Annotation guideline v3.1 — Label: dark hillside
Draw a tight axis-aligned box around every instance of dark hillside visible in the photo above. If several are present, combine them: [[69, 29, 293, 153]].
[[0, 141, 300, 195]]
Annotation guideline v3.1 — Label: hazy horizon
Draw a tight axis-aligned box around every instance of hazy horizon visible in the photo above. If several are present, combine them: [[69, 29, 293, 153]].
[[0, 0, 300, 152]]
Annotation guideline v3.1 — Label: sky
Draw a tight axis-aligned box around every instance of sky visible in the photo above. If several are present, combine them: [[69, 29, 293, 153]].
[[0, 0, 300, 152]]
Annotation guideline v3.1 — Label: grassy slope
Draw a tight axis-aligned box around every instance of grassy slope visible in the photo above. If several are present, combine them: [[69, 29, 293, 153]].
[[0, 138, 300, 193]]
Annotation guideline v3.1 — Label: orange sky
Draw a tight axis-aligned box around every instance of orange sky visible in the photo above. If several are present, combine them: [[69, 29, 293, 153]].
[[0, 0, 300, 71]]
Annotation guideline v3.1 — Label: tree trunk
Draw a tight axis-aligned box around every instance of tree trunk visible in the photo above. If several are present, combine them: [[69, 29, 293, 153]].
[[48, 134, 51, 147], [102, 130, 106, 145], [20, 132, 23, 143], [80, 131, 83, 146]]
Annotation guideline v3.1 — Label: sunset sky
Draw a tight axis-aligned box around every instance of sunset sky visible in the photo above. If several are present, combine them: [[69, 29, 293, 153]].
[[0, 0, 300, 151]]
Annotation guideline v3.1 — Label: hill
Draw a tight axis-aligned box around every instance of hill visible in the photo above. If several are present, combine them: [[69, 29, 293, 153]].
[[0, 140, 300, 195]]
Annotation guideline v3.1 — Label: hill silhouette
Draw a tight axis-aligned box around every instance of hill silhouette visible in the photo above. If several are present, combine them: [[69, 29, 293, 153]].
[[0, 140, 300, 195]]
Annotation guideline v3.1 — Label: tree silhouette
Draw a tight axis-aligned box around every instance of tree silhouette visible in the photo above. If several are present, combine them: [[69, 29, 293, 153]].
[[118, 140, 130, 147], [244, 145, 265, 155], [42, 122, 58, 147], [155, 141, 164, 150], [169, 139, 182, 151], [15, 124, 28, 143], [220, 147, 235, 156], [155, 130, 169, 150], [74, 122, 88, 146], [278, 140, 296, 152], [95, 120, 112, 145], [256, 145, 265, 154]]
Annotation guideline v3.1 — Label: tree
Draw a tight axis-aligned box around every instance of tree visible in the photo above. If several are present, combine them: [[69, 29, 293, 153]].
* * * * * * * * *
--- Task instructions ---
Please pick out every line of the records above that contains the string "tree" and copy each one. Case counts.

--- Answer ---
Annotation guideline v3.1 — Label: tree trunk
Draw a tight axis-aligned box around every instance of tree trunk visible in the photo above. If several are present, combine them: [[69, 29, 293, 153]].
Annotation guideline v3.1 — Label: tree silhouette
Draw a tight axis-aligned box around every instance of tree silhouette visible in the photo above. If several are present, combine them: [[69, 29, 293, 153]].
Annotation guideline v3.1 — Label: tree
Draw a tight axis-aligned box around every instance of tree visible in the photo above. If several are present, combine them: [[69, 29, 293, 153]].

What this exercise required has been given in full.